◆ SUPPLIED ENTRIES:
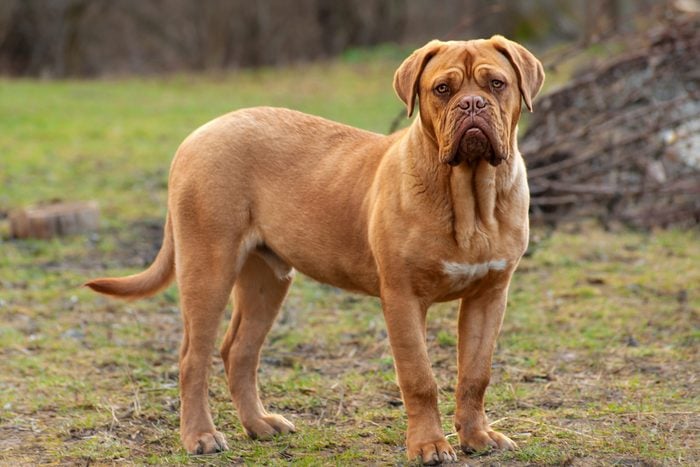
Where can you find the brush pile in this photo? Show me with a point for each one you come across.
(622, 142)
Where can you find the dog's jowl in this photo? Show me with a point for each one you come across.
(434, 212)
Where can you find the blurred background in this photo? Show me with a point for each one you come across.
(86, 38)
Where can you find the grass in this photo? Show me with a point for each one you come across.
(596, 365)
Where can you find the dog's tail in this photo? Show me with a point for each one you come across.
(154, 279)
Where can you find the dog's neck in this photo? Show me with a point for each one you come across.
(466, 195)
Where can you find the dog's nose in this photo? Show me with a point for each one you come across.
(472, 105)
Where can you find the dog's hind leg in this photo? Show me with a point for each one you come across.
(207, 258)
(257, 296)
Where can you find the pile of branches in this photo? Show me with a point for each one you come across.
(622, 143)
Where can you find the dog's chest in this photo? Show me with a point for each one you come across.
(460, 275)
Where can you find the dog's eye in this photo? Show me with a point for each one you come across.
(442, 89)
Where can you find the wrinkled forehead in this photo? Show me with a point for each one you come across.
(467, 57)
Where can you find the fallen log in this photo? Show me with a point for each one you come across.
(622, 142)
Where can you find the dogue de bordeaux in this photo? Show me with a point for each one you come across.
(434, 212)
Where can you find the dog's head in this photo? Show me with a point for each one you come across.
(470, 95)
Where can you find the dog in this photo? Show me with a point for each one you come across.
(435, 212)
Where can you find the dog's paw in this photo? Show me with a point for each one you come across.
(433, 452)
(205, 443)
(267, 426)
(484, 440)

==

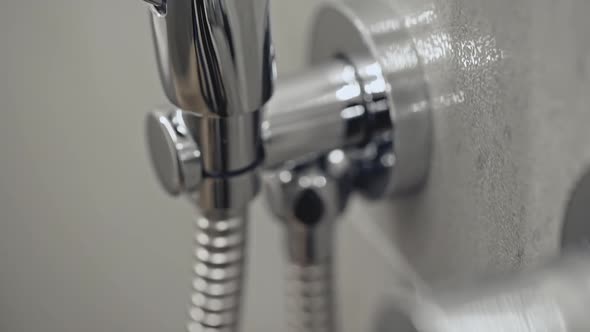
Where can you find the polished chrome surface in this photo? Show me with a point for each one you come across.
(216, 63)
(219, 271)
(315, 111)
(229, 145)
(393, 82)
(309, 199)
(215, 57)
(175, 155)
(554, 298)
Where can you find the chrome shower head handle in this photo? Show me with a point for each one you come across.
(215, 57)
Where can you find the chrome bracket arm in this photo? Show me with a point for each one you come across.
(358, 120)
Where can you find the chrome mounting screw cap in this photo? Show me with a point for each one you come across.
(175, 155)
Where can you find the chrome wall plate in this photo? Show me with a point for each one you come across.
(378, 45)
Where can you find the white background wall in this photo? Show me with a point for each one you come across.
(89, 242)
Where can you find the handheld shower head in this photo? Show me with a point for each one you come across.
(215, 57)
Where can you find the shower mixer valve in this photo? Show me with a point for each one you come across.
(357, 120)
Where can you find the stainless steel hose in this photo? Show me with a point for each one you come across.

◆ REQUIRED ACTION:
From the records above, print only the lines between the one holding "Where can you find the handheld" and the one holding "Where can you find the stainless", inclusive, exactly as they stand.

◆ ANSWER SPACE:
Where can you find the handheld shower head in this photo? Show me with a point for each one you come across.
(215, 57)
Where can you find the shower mixer valve in this photo? Show me with a point for each one you come across.
(357, 120)
Where can you find the stainless steel hose in this photo? Show me with a point for each one you come across.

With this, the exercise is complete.